## AS TAREFAS
A – Responda a estas perguntas sobre a montagem de Qorpo Santo em Londres:
(i) Com que título Duas Páginas em Branco foi traduzida para o inglês?
(ii) Quantos pontos de ruptura foram determinados no segundo ato?
(iii) Que som o público escutava a cada guinada da trama?
B – Reúna todas as linhas que contêm a palavra "wall".

Teatro do Royal Holloway College, da Universidade de Londres. Traduzir Qorpo Santo para o inglês foi

um desafio à parte, mas apresentá-lo cenicamente a um público pouco habituado a tais inconsistências

dramáticas foi por certo muito mais desafiador. O resultado mais expressivo desta experiência foi testar

positivamente a potencialidade cênica de Qorpo-Santo a partir de uma de suas peças mais intrigantes,

até por ser uma das menos estruturadas e, por assim dizer, dramáticas. Trata-se de Duas Páginas em

Branco, que muitos de vocês que participaram deste processo de montagem aqui na Escola talvez

conheçam. Traduzida para Two White Sheets, a peça foi apresentada numa curta temporada no

Teatro Studio do Royal Holloway College, em maio de 1994. Para exemplificar o que estou querendo

dizer por potencialidade teatral intrínseca a obra qorpo-santense sem me alongar em demasia, quero

exibir um trecho curto do início do segundo ato da peça, numa cena que me parece a mais interessante

entre tantas preciosidades do tipo encontráveis nesta dramaturgia. É necessário esclarecer que o

princípio construtivo desta montagem foi determinar todos os pontos de ruptura da ação dramática, que

chegam a ser doze, cinco no primeiro e sete no segundo ato. Por pontos de ruptura eu entendo as

guinadas radicais contabilizáveis no desenvolvimento da trama, tais como modificações absolutas da

trajetória dos personagens ou mesmo sua desaparição ou mudança de nome, sem que qualquer

necessidade dramática ou narrativa se apresente. Para demarcar esta pontuação no próprio espetáculo

lancei mão de um recurso só justificável naquela circunstância cultural e social. Explicando melhor, todas

as vezes que tais guinadas ocorriam o público escutava o som que estava habituado a ouvir nas estações

do underground, quando os trens se aproximavam. Era o “Mind the Gap” pronunciado de forma bem

afetada para que os passageiros tenham consciência do vão entre os trens e as plataformas. Deslocado

para a cena, aquele ruído familiar tratava de prevenir o público das bruscas reviravoltas que a cena lhe

proporcionava.

## MATERIAL DA TAREFA

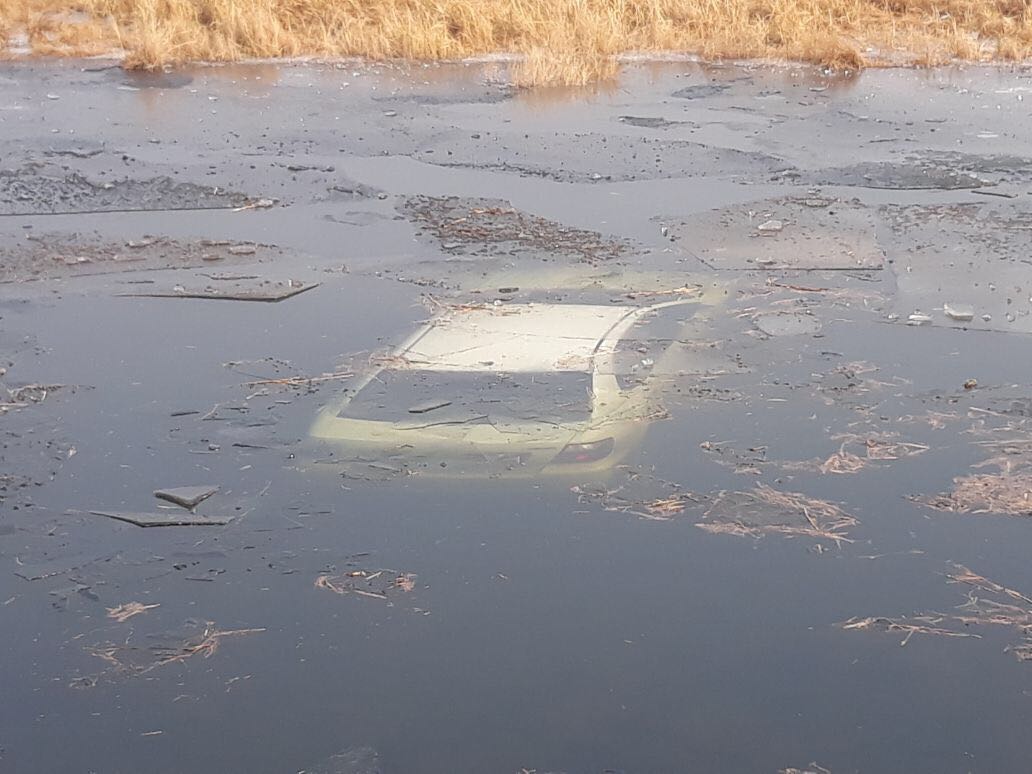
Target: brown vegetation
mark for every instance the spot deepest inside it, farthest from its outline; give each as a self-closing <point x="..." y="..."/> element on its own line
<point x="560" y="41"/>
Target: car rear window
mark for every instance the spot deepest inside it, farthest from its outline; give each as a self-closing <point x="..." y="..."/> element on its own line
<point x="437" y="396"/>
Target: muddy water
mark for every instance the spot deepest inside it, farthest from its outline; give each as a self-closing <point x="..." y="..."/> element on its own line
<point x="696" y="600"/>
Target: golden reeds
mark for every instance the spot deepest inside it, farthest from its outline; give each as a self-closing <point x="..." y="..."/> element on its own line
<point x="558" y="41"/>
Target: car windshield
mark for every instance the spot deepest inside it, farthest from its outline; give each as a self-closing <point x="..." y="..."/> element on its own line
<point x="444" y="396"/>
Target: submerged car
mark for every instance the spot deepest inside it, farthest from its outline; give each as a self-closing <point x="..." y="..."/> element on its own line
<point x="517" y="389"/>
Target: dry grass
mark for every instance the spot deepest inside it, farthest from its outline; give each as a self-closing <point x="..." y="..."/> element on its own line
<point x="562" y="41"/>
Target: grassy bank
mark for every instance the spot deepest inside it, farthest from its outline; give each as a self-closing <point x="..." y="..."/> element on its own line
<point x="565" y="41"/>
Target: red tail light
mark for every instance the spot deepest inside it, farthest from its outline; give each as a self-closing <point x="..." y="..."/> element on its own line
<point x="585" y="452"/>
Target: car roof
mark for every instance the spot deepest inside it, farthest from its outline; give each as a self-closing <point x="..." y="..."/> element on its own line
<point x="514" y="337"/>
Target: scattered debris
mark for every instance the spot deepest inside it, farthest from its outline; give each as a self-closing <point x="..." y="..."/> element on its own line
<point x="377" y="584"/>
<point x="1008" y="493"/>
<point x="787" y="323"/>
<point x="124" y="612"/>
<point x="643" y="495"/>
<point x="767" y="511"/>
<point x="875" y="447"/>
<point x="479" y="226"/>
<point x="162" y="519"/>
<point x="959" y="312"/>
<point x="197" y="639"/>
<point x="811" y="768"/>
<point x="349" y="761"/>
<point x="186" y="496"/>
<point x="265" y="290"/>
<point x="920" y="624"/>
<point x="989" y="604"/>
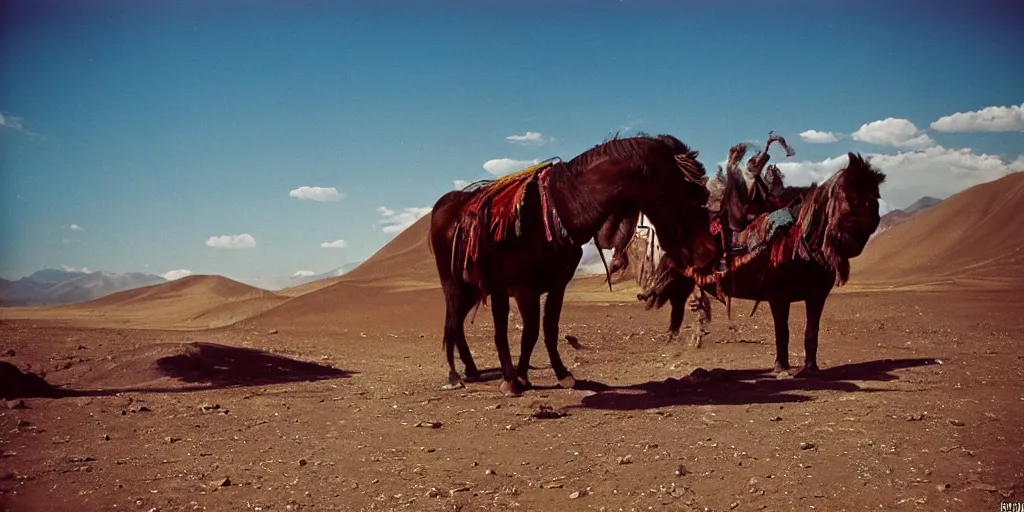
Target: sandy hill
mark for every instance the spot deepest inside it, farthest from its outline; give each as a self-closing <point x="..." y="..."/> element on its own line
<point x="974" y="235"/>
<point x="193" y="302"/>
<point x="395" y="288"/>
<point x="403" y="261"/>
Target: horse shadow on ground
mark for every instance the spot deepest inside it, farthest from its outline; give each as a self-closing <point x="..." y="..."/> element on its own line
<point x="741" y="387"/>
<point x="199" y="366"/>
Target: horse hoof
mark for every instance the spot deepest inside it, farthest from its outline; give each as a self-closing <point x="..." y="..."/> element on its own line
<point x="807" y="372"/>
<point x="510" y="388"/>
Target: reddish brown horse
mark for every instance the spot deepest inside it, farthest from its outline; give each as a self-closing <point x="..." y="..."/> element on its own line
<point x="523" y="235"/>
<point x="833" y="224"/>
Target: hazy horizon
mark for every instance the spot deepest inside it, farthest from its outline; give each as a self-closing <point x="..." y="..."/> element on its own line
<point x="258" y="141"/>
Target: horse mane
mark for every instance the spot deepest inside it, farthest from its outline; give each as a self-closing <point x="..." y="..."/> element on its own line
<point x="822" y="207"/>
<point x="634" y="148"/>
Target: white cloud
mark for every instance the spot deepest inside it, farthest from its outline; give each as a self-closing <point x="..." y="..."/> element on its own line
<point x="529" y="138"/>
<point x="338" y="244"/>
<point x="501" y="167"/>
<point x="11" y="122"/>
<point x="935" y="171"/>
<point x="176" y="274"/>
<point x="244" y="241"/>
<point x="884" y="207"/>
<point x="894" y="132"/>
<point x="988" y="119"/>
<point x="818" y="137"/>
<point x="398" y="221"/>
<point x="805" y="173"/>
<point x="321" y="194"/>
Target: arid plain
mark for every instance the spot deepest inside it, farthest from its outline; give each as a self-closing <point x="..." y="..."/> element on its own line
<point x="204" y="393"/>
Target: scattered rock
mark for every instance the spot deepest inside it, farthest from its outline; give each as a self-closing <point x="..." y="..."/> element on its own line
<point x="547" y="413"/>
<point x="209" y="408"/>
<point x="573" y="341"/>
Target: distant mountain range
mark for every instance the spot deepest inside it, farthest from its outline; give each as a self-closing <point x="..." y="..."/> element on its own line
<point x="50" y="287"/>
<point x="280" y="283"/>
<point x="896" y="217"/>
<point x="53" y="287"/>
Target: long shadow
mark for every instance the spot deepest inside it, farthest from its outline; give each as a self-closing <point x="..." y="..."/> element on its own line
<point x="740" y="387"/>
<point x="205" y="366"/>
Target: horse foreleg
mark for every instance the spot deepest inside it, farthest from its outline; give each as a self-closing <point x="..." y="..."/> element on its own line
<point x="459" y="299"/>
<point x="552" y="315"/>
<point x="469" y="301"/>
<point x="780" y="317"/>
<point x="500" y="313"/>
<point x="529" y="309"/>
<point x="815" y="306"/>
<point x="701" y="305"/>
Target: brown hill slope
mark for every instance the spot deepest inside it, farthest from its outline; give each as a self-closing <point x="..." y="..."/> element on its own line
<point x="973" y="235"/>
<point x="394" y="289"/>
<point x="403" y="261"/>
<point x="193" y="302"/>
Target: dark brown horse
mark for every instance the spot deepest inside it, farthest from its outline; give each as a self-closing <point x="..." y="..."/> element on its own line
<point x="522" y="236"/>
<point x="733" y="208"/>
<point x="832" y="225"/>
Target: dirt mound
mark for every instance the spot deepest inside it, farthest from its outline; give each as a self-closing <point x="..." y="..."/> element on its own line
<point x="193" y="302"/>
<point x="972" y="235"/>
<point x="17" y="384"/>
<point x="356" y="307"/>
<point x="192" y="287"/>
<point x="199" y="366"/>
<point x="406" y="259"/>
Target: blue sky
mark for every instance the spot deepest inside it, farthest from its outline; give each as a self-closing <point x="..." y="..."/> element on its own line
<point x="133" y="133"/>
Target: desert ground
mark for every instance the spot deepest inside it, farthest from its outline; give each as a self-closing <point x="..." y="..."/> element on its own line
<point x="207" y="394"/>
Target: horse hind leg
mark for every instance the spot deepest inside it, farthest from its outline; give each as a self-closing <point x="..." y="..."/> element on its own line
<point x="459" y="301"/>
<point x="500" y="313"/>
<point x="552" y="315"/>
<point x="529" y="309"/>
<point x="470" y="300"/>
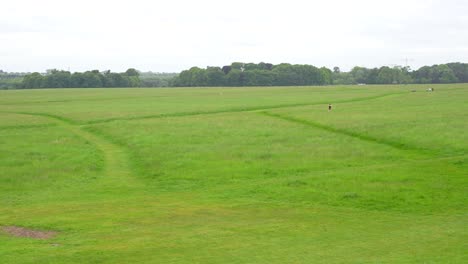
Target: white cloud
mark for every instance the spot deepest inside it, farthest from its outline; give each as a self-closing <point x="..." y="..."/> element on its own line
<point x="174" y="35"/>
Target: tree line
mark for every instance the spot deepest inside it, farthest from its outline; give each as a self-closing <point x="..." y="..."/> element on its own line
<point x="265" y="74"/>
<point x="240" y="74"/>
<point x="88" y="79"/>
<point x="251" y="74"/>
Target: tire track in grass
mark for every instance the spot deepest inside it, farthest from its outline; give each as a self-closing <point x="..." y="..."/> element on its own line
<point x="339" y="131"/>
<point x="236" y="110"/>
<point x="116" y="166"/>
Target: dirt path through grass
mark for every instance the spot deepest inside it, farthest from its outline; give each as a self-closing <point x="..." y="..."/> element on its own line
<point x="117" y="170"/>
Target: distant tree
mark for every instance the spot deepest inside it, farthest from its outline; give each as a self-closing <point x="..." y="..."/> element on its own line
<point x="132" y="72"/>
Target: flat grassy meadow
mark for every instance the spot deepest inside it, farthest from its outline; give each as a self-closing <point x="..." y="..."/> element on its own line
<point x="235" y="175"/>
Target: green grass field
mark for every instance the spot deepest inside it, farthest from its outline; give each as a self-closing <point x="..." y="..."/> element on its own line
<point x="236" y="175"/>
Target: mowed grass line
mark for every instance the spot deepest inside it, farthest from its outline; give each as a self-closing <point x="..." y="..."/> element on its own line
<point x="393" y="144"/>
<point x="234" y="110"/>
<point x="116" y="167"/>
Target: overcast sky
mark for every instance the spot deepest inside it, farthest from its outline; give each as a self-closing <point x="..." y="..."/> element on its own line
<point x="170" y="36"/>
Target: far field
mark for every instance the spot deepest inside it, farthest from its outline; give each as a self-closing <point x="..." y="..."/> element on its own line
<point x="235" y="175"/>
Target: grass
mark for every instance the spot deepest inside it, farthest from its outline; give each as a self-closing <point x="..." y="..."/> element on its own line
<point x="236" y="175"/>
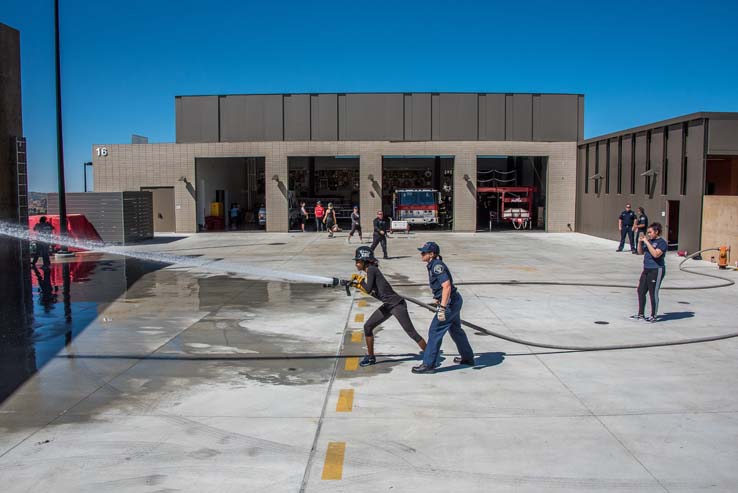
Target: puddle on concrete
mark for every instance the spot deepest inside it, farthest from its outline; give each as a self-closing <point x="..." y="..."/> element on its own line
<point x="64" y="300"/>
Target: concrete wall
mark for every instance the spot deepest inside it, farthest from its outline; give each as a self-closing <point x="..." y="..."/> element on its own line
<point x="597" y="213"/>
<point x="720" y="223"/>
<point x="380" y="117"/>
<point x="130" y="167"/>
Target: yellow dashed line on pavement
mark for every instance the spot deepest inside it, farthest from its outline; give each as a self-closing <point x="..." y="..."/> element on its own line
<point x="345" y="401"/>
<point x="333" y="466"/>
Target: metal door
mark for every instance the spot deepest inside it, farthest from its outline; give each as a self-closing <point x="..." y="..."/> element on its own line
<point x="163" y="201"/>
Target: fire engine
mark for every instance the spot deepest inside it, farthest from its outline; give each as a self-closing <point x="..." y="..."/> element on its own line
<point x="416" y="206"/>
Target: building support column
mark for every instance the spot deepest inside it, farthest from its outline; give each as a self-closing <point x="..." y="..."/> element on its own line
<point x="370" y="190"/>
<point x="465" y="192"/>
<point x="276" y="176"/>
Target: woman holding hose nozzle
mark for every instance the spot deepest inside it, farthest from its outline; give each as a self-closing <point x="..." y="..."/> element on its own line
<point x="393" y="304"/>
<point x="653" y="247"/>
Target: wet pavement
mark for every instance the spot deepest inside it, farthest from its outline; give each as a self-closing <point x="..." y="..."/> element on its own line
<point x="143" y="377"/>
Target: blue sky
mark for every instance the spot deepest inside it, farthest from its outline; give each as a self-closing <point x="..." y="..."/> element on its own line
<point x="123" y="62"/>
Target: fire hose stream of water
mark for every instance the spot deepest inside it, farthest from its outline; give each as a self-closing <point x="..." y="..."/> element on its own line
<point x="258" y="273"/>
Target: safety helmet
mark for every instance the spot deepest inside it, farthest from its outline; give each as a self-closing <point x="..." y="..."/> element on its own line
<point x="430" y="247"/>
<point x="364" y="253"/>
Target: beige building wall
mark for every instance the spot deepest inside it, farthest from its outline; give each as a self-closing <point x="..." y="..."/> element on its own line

## SOLUÇÕES DOS EXERCÍCIOS
A –
(i) Two White Sheets.
(ii) Sete.
(iii) O “Mind the Gap” das estações do underground, que se ouvia quando os trens se aproximavam.

B –
Target: concrete wall
Target: beige building wall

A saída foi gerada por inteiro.